Return each line of the records holding the string "rough".

### Listed records
- Opening Delimiter -

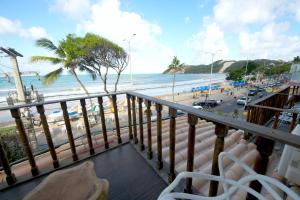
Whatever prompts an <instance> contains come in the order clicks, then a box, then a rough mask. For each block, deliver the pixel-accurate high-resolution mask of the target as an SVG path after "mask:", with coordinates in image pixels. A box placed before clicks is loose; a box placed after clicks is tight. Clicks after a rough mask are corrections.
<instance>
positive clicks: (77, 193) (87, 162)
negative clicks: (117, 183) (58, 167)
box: [24, 161, 109, 200]
mask: <svg viewBox="0 0 300 200" xmlns="http://www.w3.org/2000/svg"><path fill="white" fill-rule="evenodd" d="M108 189H109V183H108V181H107V180H105V179H99V178H97V176H96V173H95V170H94V164H93V162H90V161H88V162H84V163H82V164H81V165H78V166H76V167H72V168H70V169H65V170H60V171H57V172H54V173H52V174H50V175H49V176H48V177H47V178H46V179H45V180H43V182H42V183H41V184H39V185H38V186H37V187H36V188H35V189H34V190H33V191H31V192H30V193H29V194H27V195H26V197H25V198H24V199H25V200H35V199H43V200H47V199H49V200H56V199H64V200H86V199H88V200H105V199H107V196H108Z"/></svg>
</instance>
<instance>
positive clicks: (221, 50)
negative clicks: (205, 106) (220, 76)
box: [202, 49, 222, 96]
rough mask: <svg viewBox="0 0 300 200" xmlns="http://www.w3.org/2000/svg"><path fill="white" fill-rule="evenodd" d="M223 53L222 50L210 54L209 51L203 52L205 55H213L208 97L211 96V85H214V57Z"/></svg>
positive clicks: (212, 58)
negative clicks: (209, 54) (218, 54)
mask: <svg viewBox="0 0 300 200" xmlns="http://www.w3.org/2000/svg"><path fill="white" fill-rule="evenodd" d="M219 51H222V50H221V49H219V50H217V51H215V52H209V51H202V52H203V53H206V54H210V55H211V67H210V78H209V91H208V95H209V96H210V94H211V85H212V74H213V68H214V57H215V55H216V54H217V53H218V52H219Z"/></svg>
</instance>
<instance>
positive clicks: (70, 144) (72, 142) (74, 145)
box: [60, 101, 78, 161]
mask: <svg viewBox="0 0 300 200" xmlns="http://www.w3.org/2000/svg"><path fill="white" fill-rule="evenodd" d="M60 106H61V109H62V111H63V117H64V121H65V125H66V131H67V135H68V140H69V143H70V148H71V152H72V158H73V161H76V160H78V156H77V153H76V148H75V143H74V138H73V133H72V127H71V123H70V119H69V114H68V110H67V103H66V102H65V101H62V102H60Z"/></svg>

- Closing Delimiter -

### Task response
Whatever prompts an <instance> contains come in the order clicks, then a box, then a rough mask. For each block, deliver the pixel-accurate high-resolution mask of the target as an SVG path after "mask:", with coordinates in image pixels. A box placed before clicks is loose; a box placed after clicks is tight. Clicks after a rough mask are corrections.
rough mask: <svg viewBox="0 0 300 200" xmlns="http://www.w3.org/2000/svg"><path fill="white" fill-rule="evenodd" d="M223 53L222 50L210 54L209 51L203 52L205 55H213L208 97L211 96V85H214V57Z"/></svg>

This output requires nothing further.